• [ОТРЫВОК ДЛЯ ЧТЕНИЯ]:
◇ ◇ ◇ ◇
Существуют ли черты такого поэтического театра?.. 8 страница



Мне просто неловко и помыслить, что несовершенство нашей театральной техники могло подвигнуть вас на солидный теоретический труд. Техника сцены — важная проблема. Весьма своевременно поставить ее перед Министерством культуры, и главным образом перед Гипротеатром, отставшим от современных требований минимум на полвека…

Но проблемы реализма, формализма, условности куда шире частного вопроса о том, с помощью какого рода эффектов можно изобразить на сцене движение поезда или даже извержение вулкана. Вы, наверное, все-таки заботитесь {91} о чем-то более важном, чем театральная техника. Вы, очевидно, ратуете за пересмотр выразительных средств, за замену старого, заржавевшего оружия более совершенным. Таким оружием вы считаете условность.

Вы призываете придумывать, изобретать, находить в прошлых театральных культурах новые и новые виды и формы условностей. Но разве можно что-либо придумать «вообще»? Открыть «вообще»? Изобрести «вообще»?
◇ ◇ ◇ ◇
• [ИСХОДНЫЕ ДАННЫЕ]:
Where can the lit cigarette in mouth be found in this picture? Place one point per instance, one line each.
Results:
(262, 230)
◇ ◇ ◇ ◇
• [ЧТО ТРЕБУЕТСЯ]:
(1) Перепечатайте фрагмент из отрывка о театре: начните со слов «Мне просто неловко» и остановитесь после слов «вы считаете условность.».
(2) Перечислите проблемы, которые в отрывке о театре названы куда шире частного вопроса о сценических эффектах.
(3) Продолжите отрывок о театре, начав сразу после его последнего предложения.

• [ОТВЕТЫ К УПРАЖНЕНИЮ]:
(1)
Мне просто неловко и помыслить, что несовершенство нашей театральной техники могло подвигнуть вас на солидный теоретический труд. Техника сцены — важная проблема. Весьма своевременно поставить ее перед Министерством культуры, и главным образом перед Гипротеатром, отставшим от современных требований минимум на полвека…

Но проблемы реализма, формализма, условности куда шире частного вопроса о том, с помощью какого рода эффектов можно изобразить на сцене движение поезда или даже извержение вулкана. Вы, наверное, все-таки заботитесь {91} о чем-то более важном, чем театральная техника. Вы, очевидно, ратуете за пересмотр выразительных средств, за замену старого, заржавевшего оружия более совершенным. Таким оружием вы считаете условность.

(2) Реализм, формализм, условность.

(3)
Вы призываете изобретать новые условные изображения поезда «вообще», манифестации — «вообще», быстрой смены мест действия — «вообще». Нигде в своей статье вы словом не упоминаете о какой-либо связи этих изобретенных условностей с определенной пьесой, требующей только этих выразительных средств, именно этих условных приемов. Вашему условному поезду все равно, по какой территории он проходит. Ваше условное изображение пожара или наводнения безразлично к эпохе, веку, стилю пьесы. Вашей условности нет никакого дела до той конкретной пьесы, в которой тонут или горят, до того конкретного автора, которому понадобилось утопить или сжечь своего героя.

Мне приходится напоминать хрестоматийную истину, но это, действительно, так, что центральной фигурой театра всегда был и будет человек в его сложных связях с социальной средой, с его сложной гаммой мыслей и чувств. Борьба, столкновение людей, отстаивающих разные позиции в жизни, стремление людей изменить лицо мира или сохранить его, воздействовать на природу и людей — вот цель театра. Пожар или буря, потоп или кораблекрушение важны, поскольку они помогают выяснить позиции людей, «проявить» их скрытые стремления или свойства.

Вы много и подробно пишете о значении содержания, о неразрывности содержания и формы. Но, хотите вы того или нет, предложенное вами понимание условности игнорирует содержание, безразлично к нему.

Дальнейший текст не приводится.